**Work to do:** Repeat the material word for word, starting at the line that contains "of the man in" and ending after its last line.
----- Input -----
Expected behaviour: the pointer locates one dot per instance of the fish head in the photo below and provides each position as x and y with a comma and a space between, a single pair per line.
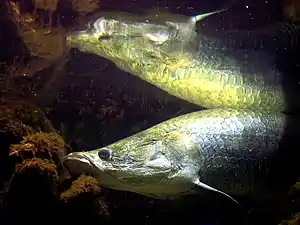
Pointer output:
129, 37
137, 162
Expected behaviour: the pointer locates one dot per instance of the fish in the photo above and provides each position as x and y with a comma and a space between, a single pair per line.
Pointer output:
231, 152
207, 71
242, 144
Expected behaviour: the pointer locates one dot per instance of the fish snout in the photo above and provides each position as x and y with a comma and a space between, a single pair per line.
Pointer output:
77, 164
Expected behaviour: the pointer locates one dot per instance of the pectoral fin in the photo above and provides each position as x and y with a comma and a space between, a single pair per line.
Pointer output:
200, 17
209, 188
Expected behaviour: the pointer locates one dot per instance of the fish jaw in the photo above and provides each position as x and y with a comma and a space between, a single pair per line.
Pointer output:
79, 163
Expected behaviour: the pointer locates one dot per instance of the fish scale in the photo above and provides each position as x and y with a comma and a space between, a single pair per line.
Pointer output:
241, 145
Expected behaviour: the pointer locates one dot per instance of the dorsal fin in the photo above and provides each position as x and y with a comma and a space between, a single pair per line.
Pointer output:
200, 17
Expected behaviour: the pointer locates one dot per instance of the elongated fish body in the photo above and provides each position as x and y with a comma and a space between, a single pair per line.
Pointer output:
237, 152
173, 57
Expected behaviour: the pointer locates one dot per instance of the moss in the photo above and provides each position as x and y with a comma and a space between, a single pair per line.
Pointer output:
84, 197
49, 146
14, 130
44, 168
32, 191
28, 114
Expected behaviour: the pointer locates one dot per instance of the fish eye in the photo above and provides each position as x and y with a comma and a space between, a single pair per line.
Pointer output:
105, 154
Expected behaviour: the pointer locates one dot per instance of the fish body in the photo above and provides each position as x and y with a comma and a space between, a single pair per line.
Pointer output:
232, 152
189, 65
241, 145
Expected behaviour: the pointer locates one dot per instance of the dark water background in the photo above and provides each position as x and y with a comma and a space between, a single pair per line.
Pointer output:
94, 103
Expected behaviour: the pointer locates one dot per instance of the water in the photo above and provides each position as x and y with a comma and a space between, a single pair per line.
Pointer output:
92, 103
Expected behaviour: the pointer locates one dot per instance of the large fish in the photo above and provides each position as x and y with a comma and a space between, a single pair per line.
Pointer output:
227, 151
208, 71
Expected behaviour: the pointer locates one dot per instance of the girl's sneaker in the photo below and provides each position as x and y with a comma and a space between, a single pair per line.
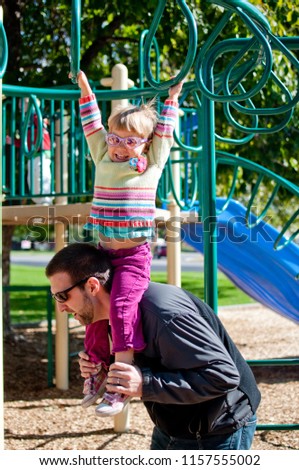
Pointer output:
112, 404
94, 387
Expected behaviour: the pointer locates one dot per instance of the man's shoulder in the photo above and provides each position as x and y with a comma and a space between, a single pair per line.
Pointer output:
172, 299
166, 298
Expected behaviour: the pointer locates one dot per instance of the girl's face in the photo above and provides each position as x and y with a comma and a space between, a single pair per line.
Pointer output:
121, 152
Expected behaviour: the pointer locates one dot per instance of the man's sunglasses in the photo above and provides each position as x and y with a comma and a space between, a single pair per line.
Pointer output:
62, 296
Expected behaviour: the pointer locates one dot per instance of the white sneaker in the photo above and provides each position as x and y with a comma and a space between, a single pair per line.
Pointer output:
112, 404
94, 387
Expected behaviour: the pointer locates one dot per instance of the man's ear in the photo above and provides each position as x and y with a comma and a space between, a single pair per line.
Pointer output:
93, 285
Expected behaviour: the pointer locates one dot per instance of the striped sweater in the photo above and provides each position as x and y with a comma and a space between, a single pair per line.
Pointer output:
123, 204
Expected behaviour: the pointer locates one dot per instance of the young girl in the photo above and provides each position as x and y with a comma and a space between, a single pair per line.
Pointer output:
129, 161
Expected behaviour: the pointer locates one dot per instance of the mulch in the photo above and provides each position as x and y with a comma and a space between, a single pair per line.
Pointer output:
37, 416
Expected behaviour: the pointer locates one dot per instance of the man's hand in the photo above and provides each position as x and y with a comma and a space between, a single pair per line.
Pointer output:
87, 368
124, 378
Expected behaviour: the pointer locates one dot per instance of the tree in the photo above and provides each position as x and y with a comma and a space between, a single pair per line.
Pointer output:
39, 41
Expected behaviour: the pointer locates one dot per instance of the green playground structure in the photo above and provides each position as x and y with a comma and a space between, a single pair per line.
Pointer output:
195, 157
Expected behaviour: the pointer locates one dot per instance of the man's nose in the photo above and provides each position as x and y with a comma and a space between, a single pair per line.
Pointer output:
61, 307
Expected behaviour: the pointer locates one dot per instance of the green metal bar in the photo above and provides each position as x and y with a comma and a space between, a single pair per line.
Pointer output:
50, 339
208, 195
75, 40
3, 50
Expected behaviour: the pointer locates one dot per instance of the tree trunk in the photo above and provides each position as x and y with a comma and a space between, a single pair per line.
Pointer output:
7, 233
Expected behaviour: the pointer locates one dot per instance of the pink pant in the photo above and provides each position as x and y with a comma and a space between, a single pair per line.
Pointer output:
96, 342
131, 275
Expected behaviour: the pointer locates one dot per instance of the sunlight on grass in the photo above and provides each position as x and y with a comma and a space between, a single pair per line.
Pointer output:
31, 306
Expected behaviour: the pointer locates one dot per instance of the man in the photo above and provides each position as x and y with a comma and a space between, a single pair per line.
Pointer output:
197, 388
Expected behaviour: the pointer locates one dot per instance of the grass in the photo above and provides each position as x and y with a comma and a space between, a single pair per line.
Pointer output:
28, 306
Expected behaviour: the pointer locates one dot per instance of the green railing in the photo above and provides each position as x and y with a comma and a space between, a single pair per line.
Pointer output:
218, 81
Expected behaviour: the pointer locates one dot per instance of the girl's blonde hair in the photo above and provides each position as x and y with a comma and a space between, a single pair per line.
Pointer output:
140, 120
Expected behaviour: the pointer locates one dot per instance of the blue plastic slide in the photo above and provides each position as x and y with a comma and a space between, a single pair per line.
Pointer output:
247, 257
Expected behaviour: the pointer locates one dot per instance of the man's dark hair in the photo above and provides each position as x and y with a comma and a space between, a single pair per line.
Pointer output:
80, 260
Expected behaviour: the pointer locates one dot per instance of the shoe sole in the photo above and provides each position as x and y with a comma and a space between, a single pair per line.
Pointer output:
95, 397
104, 414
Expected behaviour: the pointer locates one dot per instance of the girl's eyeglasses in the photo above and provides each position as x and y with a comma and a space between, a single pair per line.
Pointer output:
-----
**Worked answer:**
Expected behaviour: the pointer locates one dot per instance of the man in the photo above and provides each position as x and y with a comma and a space between, a single pair per line.
Pointer output:
197, 388
Expected behaviour: the pointer locates one dot per instance of the grass in the photo above and provides each position as x and y with a comma and a space between, a single pair per line.
Pointer output:
28, 306
Expected behaviour: the pointer locates one dot per instance of the green railing in the photo above and provides each position as x and y with a comma and a space between, a single pair per line.
Pointer output:
218, 81
Expected behaviour: the pointer locates one dot per instance of the girl's blonde hair in the photo above and provides each position as x and y with a comma and a space between, a single pair per line.
Pointer output:
140, 120
Expected behaviour: the pointer locates one dot per instance of the blue plastic slide in the photo above and provides each position as x and y with a comma and a space between, a single pair per line.
Pointer output:
247, 257
Expected behaviour: the pointer locates one dot per instance of the man's dark hair in the photo above and provides each position as x and y with a comma and a space between, a single pair per line.
Pointer output:
80, 260
Expected behaviour: the pointer locates one dot per instance of the shoe sole in the photo above and provides each position as x and y with a comma and a space between, a single pair per line.
Pointer output:
95, 397
104, 414
Expected behaviour: the pointer locates one dot per instance of the girl's eyeglasses in the photo above and provides each position as x and y with a comma and a space between, a single pair per line.
Pointer output:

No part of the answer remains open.